VINSON VI: Departing the Ice
A Cold Descent to Base Camp
After summiting Vinson on Tuesday we descended and stayed at High Camp overnight. That night was probably the coldest I had been the entire trip. Even wrapped up in my -40degC sleeping bag I was shivering nonstop. For some reason, I just couldn’t warm up. At some point during the night, frustrated at not being able to sleep, I put my expedition down parka on over top of my other clothing and slept in that inside my sleeping bag. I was still a touch cold but manageable.
Yesterday we descended from High Camp to Base Camp. At High Camp it was a beautiful morning but there were moderate winds and thick low cloud in the valley below. Setting out in full sun was quite pleasant but got cold as we descended into the cloud and lost the sun. Apart from being on the cool side, the descent was uneventful and we were back in Base Camp in about 5hrs.

> _Records shown_

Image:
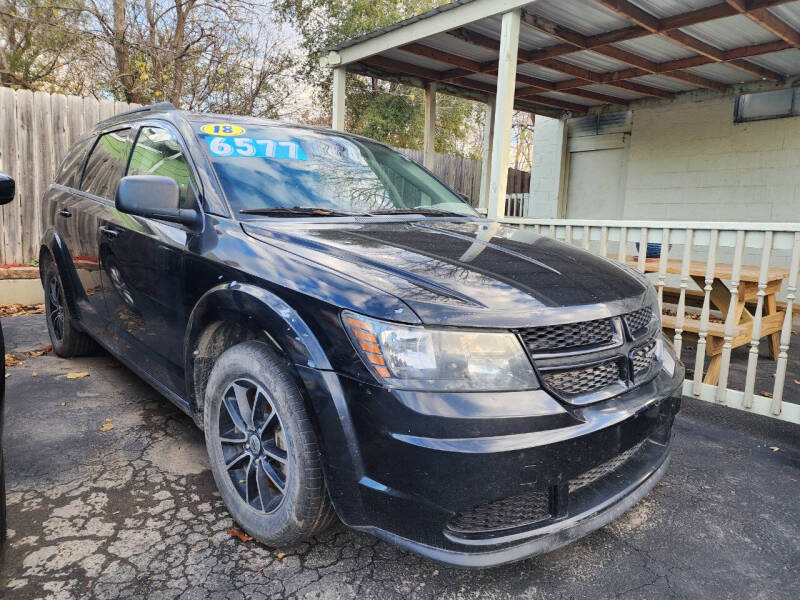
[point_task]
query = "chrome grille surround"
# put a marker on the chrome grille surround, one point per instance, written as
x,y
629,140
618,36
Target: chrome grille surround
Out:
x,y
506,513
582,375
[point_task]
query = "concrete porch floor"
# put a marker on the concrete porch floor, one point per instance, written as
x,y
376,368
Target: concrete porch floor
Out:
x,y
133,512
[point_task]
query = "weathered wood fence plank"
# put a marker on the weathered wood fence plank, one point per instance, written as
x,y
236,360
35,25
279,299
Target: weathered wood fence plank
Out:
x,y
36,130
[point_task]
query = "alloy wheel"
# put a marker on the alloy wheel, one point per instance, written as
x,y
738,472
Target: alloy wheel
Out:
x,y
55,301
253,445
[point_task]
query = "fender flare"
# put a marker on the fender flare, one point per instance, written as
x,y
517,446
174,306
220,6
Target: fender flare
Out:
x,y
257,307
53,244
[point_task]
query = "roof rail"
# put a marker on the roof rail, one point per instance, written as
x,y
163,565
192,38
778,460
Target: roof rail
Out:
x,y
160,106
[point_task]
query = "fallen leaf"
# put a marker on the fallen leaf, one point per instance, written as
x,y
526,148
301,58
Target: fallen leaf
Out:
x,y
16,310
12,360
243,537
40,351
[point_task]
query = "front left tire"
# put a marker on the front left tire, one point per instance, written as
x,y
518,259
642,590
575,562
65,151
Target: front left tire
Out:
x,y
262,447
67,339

> _Problems and tasks_
1. According to the Vinson descent account, why did the descent from High Camp grow cold? Answer in one to three sentences.
2. In the Vinson descent account, about how long did the descent from High Camp to Base Camp take?
3. Rewrite the Vinson descent account from "VINSON VI: Departing" to "cold but manageable.", changing "High Camp" to "Upper Camp".
The rows aren't needed for any of these tasks.

> _Expected responses_
1. The group set out in full sun. As they descended into the thick low cloud in the valley, they lost the sun, and it got cold.

2. About 5 hours.

3.
VINSON VI: Departing the Ice
A Cold Descent to Base Camp
After summiting Vinson on Tuesday we descended and stayed at Upper Camp overnight. That night was probably the coldest I had been the entire trip. Even wrapped up in my -40degC sleeping bag I was shivering nonstop. For some reason, I just couldn’t warm up. At some point during the night, frustrated at not being able to sleep, I put my expedition down parka on over top of my other clothing and slept in that inside my sleeping bag. I was still a touch cold but manageable.